__LISTED RECORDS__:
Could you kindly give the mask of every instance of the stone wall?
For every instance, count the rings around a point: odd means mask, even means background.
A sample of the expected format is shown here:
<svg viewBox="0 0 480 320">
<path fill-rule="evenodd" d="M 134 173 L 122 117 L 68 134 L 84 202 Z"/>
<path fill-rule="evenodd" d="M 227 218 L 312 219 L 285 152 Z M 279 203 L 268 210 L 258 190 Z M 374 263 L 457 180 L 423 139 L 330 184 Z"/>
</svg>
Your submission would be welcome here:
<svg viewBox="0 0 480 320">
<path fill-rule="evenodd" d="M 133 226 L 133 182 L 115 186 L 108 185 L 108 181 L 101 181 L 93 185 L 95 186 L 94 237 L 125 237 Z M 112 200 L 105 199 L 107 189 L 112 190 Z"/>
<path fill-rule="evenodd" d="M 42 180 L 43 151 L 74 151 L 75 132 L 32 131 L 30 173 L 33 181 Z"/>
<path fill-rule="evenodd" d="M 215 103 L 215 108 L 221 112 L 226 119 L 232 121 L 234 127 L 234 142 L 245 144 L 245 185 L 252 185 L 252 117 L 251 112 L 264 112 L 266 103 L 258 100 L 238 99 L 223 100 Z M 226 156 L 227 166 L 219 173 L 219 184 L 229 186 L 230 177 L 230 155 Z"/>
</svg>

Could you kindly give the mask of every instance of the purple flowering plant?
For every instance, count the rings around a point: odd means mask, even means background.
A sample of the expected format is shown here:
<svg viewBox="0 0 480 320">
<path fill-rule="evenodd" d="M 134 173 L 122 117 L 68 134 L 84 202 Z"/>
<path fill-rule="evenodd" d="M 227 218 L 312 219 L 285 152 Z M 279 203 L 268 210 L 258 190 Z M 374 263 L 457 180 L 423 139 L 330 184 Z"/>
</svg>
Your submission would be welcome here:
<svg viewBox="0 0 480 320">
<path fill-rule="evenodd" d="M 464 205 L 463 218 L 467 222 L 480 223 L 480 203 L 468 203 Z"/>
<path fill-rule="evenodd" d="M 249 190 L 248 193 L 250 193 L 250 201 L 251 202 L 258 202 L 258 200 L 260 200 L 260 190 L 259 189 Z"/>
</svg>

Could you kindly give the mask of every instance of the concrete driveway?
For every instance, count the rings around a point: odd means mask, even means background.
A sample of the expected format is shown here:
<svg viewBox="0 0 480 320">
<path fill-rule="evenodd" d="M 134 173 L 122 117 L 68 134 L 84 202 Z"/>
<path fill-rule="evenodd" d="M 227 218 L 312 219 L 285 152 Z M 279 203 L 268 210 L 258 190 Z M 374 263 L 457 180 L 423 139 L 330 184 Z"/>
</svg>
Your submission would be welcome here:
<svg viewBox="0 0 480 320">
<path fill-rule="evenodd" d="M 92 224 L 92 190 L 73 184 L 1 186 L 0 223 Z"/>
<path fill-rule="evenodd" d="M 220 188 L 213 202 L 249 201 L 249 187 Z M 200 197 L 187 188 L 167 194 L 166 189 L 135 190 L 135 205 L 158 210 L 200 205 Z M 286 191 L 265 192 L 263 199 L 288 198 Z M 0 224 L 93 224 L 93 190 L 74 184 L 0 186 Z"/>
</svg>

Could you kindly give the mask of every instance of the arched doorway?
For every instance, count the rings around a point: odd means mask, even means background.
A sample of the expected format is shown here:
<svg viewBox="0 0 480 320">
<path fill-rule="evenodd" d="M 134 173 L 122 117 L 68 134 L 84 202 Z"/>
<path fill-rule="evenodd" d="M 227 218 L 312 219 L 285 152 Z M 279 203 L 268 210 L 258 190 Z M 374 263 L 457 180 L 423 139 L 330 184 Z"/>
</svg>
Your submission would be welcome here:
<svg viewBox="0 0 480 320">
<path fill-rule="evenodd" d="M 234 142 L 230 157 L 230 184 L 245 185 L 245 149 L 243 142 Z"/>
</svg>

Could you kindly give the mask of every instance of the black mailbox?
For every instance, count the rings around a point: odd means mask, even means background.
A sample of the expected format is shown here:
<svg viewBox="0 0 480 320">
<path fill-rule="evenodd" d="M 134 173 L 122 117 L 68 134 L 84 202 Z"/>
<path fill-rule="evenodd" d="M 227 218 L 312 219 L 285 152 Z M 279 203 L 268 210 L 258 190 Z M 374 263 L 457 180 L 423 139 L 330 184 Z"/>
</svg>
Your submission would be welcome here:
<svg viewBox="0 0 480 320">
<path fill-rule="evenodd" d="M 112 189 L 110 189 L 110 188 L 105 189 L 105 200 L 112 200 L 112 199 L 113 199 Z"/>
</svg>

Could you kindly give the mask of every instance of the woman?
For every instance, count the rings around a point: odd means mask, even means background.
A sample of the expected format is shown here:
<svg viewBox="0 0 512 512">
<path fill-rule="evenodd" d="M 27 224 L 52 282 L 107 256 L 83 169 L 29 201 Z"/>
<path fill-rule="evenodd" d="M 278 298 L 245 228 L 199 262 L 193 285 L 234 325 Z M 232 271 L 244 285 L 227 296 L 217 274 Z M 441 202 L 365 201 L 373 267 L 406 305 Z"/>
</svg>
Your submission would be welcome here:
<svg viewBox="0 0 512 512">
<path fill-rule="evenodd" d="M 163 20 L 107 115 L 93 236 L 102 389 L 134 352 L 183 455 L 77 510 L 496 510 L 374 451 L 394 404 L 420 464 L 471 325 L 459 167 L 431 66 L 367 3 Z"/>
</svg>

__YOUR GOAL__: The answer must be an exact copy of every entry.

__EXERCISE OUTPUT__:
Could you kindly give the mask of every instance of the stone wall?
For every instance, count the rings around a point: odd means mask, even means background.
A sample of the expected format is shown here:
<svg viewBox="0 0 480 320">
<path fill-rule="evenodd" d="M 134 173 L 122 117 L 68 134 L 84 202 Z"/>
<path fill-rule="evenodd" d="M 227 218 L 312 219 L 285 152 Z M 279 203 L 268 210 L 258 190 Z M 374 263 L 457 180 L 423 139 L 330 184 Z"/>
</svg>
Your submission would be welcome here:
<svg viewBox="0 0 480 320">
<path fill-rule="evenodd" d="M 133 226 L 133 182 L 115 186 L 108 185 L 108 181 L 101 181 L 93 185 L 95 186 L 94 237 L 125 237 Z M 112 200 L 105 199 L 107 189 L 112 190 Z"/>
<path fill-rule="evenodd" d="M 42 180 L 43 151 L 74 151 L 75 132 L 32 131 L 30 173 L 33 181 Z"/>
<path fill-rule="evenodd" d="M 215 103 L 215 108 L 221 112 L 226 119 L 232 121 L 234 127 L 234 142 L 245 144 L 245 185 L 252 185 L 252 117 L 251 112 L 264 112 L 266 103 L 258 100 L 238 99 L 223 100 Z M 226 156 L 227 166 L 219 173 L 219 184 L 229 186 L 230 177 L 230 155 Z"/>
</svg>

Could you kindly give the mask of every instance of the purple flowering plant?
For every instance, count the rings around a point: odd means mask, even means background.
A sample of the expected format is shown here:
<svg viewBox="0 0 480 320">
<path fill-rule="evenodd" d="M 134 173 L 122 117 L 68 134 L 84 202 Z"/>
<path fill-rule="evenodd" d="M 227 218 L 312 219 L 285 152 Z M 279 203 L 268 210 L 258 190 Z M 374 263 L 457 180 L 423 139 L 330 184 Z"/>
</svg>
Your submission would be welcome here:
<svg viewBox="0 0 480 320">
<path fill-rule="evenodd" d="M 464 205 L 463 218 L 467 222 L 480 223 L 480 203 L 468 203 Z"/>
<path fill-rule="evenodd" d="M 249 190 L 248 193 L 250 193 L 250 201 L 251 202 L 258 202 L 258 200 L 260 200 L 260 190 L 259 189 Z"/>
</svg>

Could you kindly give the mask of every instance of the concrete driveway?
For every instance, count the rings around a point: odd means mask, even means background.
A sample of the expected format is shown here:
<svg viewBox="0 0 480 320">
<path fill-rule="evenodd" d="M 134 173 L 122 117 L 68 134 L 84 202 Z"/>
<path fill-rule="evenodd" d="M 227 218 L 312 219 L 285 152 Z M 279 203 L 268 210 L 258 190 Z M 374 263 L 457 180 L 423 139 L 330 184 Z"/>
</svg>
Your submission would be welcome here:
<svg viewBox="0 0 480 320">
<path fill-rule="evenodd" d="M 92 224 L 92 190 L 73 184 L 1 186 L 0 223 Z"/>
<path fill-rule="evenodd" d="M 220 188 L 213 202 L 249 201 L 249 187 Z M 200 197 L 187 188 L 167 194 L 166 189 L 135 190 L 135 205 L 158 210 L 200 205 Z M 286 191 L 265 192 L 263 199 L 288 198 Z M 0 224 L 93 224 L 93 190 L 74 184 L 0 186 Z"/>
</svg>

Could you kindly give the mask of every instance of the arched doorway?
For every instance, count the rings around a point: odd means mask, even means background.
A sample of the expected format is shown here:
<svg viewBox="0 0 480 320">
<path fill-rule="evenodd" d="M 134 173 L 122 117 L 68 134 L 84 202 Z"/>
<path fill-rule="evenodd" d="M 227 218 L 312 219 L 285 152 Z M 279 203 L 268 210 L 258 190 Z M 374 263 L 457 180 L 423 139 L 330 184 Z"/>
</svg>
Your submission would be welcome here:
<svg viewBox="0 0 480 320">
<path fill-rule="evenodd" d="M 234 142 L 230 157 L 230 184 L 245 185 L 245 149 L 243 142 Z"/>
</svg>

Could you kindly give the mask of every instance of the black mailbox?
For every instance, count the rings around a point: odd means mask, even means background.
A sample of the expected format is shown here:
<svg viewBox="0 0 480 320">
<path fill-rule="evenodd" d="M 134 173 L 122 117 L 68 134 L 84 202 Z"/>
<path fill-rule="evenodd" d="M 227 218 L 312 219 L 285 152 Z M 279 203 L 268 210 L 258 190 Z M 374 263 L 457 180 L 423 139 L 330 184 Z"/>
</svg>
Your submission would be welcome here:
<svg viewBox="0 0 480 320">
<path fill-rule="evenodd" d="M 112 189 L 110 189 L 110 188 L 105 189 L 105 200 L 112 200 L 112 199 L 113 199 Z"/>
</svg>

Could you kindly give the mask of every instance of the woman?
For every instance, count the rings around a point: odd means mask, even means background.
A sample of the expected format is shown here:
<svg viewBox="0 0 512 512">
<path fill-rule="evenodd" d="M 27 224 L 52 282 L 107 256 L 83 169 L 29 201 Z"/>
<path fill-rule="evenodd" d="M 278 298 L 245 228 L 199 262 L 193 285 L 234 325 Z M 232 271 L 244 285 L 227 296 L 217 274 Z M 441 202 L 365 201 L 373 267 L 406 305 Z"/>
</svg>
Your submission would be welcome here:
<svg viewBox="0 0 512 512">
<path fill-rule="evenodd" d="M 163 20 L 107 115 L 93 236 L 102 389 L 134 352 L 183 455 L 77 510 L 496 510 L 374 451 L 394 404 L 420 464 L 471 325 L 459 167 L 431 66 L 367 3 Z"/>
</svg>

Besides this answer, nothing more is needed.